- [ARTICLE]
## begin
Re: Remove schema.xml in favor of managed-schema

Posted by Walter Underwood <wu...@wunderwood.org>.
I strongly prefer the classic config files approach. Our config files are checked into
version control. We update on the fly by uploading new files to Zookeeper, then 
reloading the collection. No restart needed.

Pushing changes to prod is straightforward. Check out the tested files, load them
into the prod cluster, reload the collection. 

wunder
Walter Underwood
wunder@wunderwood.org
http://observer.wunderwood.org/  (my blog)

> On Jun 19, 2018, at 9:06 AM, Doug Turnbull <dt...@opensourceconnections.com> wrote:
> 
> I actually prefer the classic config-files approach over managed schemas.
> Having done both Elasticsearch (where everything is configed through an
> API), managed and non-managed Solr, I prefer the legacy non-managed Solr
> way of doing things when its possible
> 
> - With 'managed' approaches, the config code often turns into spaghetti
> throughout the client application, and harder to maintain
> - The client application is often done in any number of programming
> languages, client APIs, etc which makes it harder to ramp up new Solr devs
> on how the search engine works
> - The file-based config can be versioned and deployed as an artifact that
> only contains config bits relevant to the search engine
> 
> I know there's a lot of 'it depends'. For example, if I am programatically
> changing config in real-time without wanting to restart the search engine,
> then I can see the benefit to the managed config. Especially a large,
> complex deployment. But most Solr instances I see are not in the giant,
> complex to config variety and the config file approach is simplest for most
> teams.
## end
- [Collection entries]
## begin
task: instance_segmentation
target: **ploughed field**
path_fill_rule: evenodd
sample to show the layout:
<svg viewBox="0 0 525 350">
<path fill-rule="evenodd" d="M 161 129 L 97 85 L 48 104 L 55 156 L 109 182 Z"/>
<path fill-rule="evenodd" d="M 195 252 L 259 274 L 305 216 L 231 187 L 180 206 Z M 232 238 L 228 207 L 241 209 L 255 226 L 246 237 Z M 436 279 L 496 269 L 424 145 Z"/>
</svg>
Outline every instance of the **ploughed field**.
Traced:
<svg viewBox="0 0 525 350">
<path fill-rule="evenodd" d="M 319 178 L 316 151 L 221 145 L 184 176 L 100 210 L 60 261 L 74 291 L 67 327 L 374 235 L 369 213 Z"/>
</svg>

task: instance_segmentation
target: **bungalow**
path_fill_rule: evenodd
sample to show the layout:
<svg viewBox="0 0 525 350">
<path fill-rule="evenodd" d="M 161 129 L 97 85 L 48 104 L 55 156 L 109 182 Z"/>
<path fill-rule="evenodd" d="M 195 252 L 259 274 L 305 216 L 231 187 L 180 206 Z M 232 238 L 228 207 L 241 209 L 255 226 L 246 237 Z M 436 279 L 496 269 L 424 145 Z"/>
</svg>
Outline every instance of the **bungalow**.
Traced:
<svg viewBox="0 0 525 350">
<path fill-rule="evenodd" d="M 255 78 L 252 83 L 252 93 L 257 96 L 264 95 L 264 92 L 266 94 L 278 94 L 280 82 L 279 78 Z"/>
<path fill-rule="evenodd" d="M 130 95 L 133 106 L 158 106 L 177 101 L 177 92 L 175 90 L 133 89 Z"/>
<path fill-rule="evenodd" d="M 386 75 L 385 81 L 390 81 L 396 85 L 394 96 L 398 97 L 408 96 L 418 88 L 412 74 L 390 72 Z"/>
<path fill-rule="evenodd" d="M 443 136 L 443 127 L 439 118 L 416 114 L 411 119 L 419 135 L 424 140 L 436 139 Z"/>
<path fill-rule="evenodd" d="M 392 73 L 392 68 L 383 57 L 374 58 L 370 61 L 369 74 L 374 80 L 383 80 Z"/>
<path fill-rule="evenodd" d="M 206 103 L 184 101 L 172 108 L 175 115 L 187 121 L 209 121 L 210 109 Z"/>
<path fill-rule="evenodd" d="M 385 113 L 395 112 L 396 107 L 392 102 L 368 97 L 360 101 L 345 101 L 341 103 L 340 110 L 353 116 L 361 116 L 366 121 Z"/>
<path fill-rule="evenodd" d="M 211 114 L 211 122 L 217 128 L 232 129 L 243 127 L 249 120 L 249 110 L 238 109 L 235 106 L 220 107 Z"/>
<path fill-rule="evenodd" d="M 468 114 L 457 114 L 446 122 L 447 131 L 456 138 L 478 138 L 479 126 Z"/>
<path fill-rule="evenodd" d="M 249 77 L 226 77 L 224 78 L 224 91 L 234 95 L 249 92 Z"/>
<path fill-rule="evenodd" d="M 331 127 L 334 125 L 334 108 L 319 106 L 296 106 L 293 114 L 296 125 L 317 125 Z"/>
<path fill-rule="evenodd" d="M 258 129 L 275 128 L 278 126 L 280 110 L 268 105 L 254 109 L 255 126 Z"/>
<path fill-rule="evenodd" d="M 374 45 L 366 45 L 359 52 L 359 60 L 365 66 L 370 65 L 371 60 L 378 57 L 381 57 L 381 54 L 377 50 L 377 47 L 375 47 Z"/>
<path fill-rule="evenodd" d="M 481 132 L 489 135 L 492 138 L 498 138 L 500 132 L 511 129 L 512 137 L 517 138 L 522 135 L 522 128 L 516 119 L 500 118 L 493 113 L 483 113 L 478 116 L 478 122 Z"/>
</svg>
## end
- [PROBLEMS AND TASKS]
1. Answer the following questions about the Solr configuration thread:
(a) According to Walter Underwood, where are new files uploaded when changes are made on the fly?
(b) Which search engine does Doug Turnbull describe as configured entirely through an API?
(c) In what situation does Doug Turnbull say he can see the benefit of managed config?
2. Reproduce the passage of the Solr configuration thread starting with "Posted by Walter" and going on through "reload the collection.".

- [EXPECTED OUTPUTS]
1.
(a) To Zookeeper.
(b) Elasticsearch.
(c) When he is programmatically changing config in real time without wanting to restart the search engine.

2.
Posted by Walter Underwood <wu...@wunderwood.org>.
I strongly prefer the classic config files approach. Our config files are checked into
version control. We update on the fly by uploading new files to Zookeeper, then 
reloading the collection. No restart needed.

Pushing changes to prod is straightforward. Check out the tested files, load them
into the prod cluster, reload the collection.